SOURCE EXTRACT =
>> Begin

Their buildings are singularly monotonous in form and plan – the thatched hut of the meanest peasant, with its walls of mud, is scarcely lower in point of design than the palace of the viceroy. Their houses are low, furnished with overhanging roofs, uninterrupted by a single chimney; their windows are fitted with poor substitutes for glass, in the shape of oiled paper, gauze, or a transparent shell; the houses of a town are crowded together, and with the flag-staffs and ornamental streamers produce quite a camp-like effect. But the gaudy decoration of their shops – the brilliancy of their painted lanterns – the bustle and confusion of traffic, and the hilarity of the motley crowd would soon undeceive the spectator, and convince him that he is anywhere but in the seat of war. The domestic furniture – the couches, the stoves, the china vessels, the painted fans, and cabinets, and the beautiful materials for dress – bespeak a great deal of comfort, though they may display but little taste. Four points are said to be peculiarly characteristic of the Chinese, as compared with other Oriental nations – “they sit on chairs, eat off tables, burn wax candles, and cover the whole body with clothing.” But many others place them in a position enviable when compared with that of their neighbors. The internal communication in their country is admirably provided for by the numerous canals which everywhere intersect the whole empire, and unite their large navigable rivers into one vast network for traffic. These canals are crowded by barges, varying with the size and depth of the channel; some of them worked by paddle-wheels, moved by machinery, and well fitted up for the conveyance of passengers or goods. In fact, traveling in China is quite luxurious, though not very speedy. The voyager makes a home of his boat for the time being, and lives as comfortably as in his own house. There is but little road-traveling or land-carriage in the Celestial Empire.

The Chinese, with all their defects, contrive to produce some articles superior to the counterparts of European manufacture. Their vermilion, prepared from the same cinnabar which we ourselves employ, is far brighter than ours; the blue colors on their china are more perfect; while, in the ingenious carving of ivory into fans, pagodas, or nested balls, no other artists can vie with them. Their large horn lanterns are inimitable; their gongs cannot be made in Europe, though we know the metal; their silver filagree work, lacquered cabinets, engraved stones and gems, are all works of great skill. In the productions of the loom they are scarcely equalled by French manufacturers; their silks, satins, embroidery and tassels are unsurpassed; while in the variety of their spices and perfumes, and the excellence of their paper, ink and printing, they may challenge the world. And yet the old customs of primitive times – the domestic weaving and dyeing, still continue the same as in those days when the beautiful tissues found their way into Greek and Roman houses. But, while praising the excellence of their works, we only allude to the finished product – the process is generally primitive, the tools are simple, and the artificer almost unassisted by machinery.

>> End

EXERCISE TASKS =
1. Do these statements agree with the passage on Chinese crafts and customs? (a) Chinese houses each have a single chimney. (b) Canal travel in China is fast. (c) Chinese gongs cannot be made in Europe even though the metal is known there. Answer yes or no for each and quote the words that decide it.
2. Carry on the passage on Chinese crafts and customs from its final sentence.
The rows that follow have no connection to the passage on Chinese crafts and customs.

RECORD EXCERPTS =

>> Begin

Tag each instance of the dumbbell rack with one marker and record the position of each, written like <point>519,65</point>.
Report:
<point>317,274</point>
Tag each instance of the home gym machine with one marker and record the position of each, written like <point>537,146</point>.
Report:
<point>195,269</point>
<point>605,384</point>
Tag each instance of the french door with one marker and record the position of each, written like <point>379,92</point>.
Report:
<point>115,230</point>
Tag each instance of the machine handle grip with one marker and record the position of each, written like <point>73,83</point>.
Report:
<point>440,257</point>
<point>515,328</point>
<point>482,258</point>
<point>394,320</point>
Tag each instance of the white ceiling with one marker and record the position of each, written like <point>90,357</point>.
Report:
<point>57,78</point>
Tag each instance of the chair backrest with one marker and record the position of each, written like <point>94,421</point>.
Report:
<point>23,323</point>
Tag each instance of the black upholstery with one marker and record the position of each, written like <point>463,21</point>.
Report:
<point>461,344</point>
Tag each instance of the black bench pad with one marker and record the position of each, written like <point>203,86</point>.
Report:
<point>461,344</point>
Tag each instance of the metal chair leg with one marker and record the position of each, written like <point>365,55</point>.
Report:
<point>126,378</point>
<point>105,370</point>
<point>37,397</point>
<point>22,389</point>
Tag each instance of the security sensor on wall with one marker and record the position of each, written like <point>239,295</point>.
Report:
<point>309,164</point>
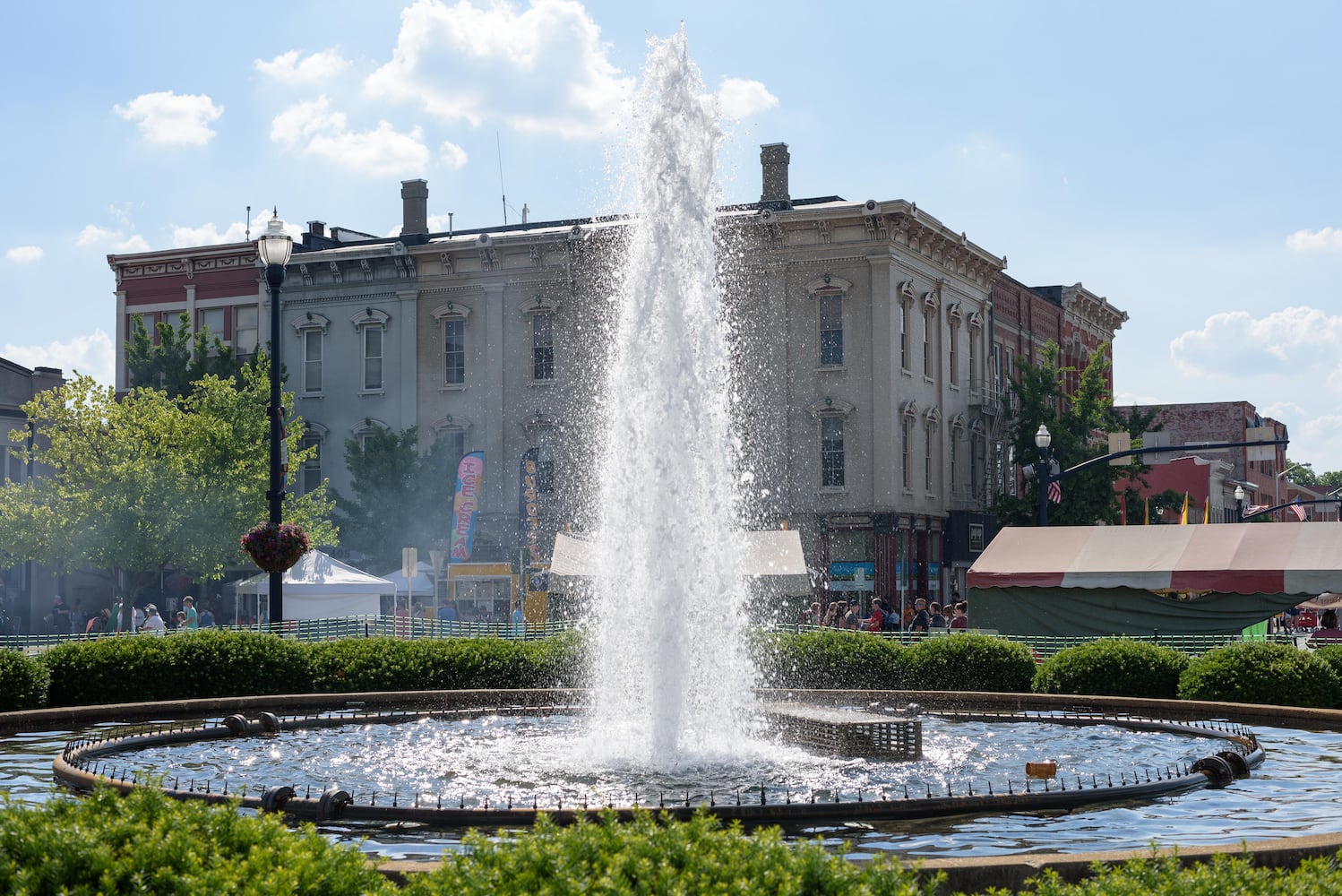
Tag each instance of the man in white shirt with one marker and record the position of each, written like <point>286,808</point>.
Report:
<point>153,623</point>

>> End

WRITTEN RESPONSES =
1.
(a) No: "uninterrupted by a single chimney"
(b) No: "quite luxurious, though not very speedy"
(c) Yes: "their gongs cannot be made in Europe, though we know the metal"

2.
Their agriculture has been over-praised – their plows hardly merit the name – they have no succession of crops – simple rice is the staff of life, and their only claim to superior merit appears to be in the general practice of irrigation. The white mulberry-tree is grown in vast quantities to supply the silk-worm with food, and in the middle provinces large fields of cotton and patches of indigo are frequent. The tea-plant is cultivated extensively, only in particular provinces, but grows every where in gardens and inclosures. The leaves are gathered from the middle of April to the middle of May, and are exposed to heat in iron pans. A high temperature produces the black-teas; while the leaves exposed to less heat form the green teas. The berry of the tea-plant affords a fine oil for the table. Tobacco is in universal cultivation and use.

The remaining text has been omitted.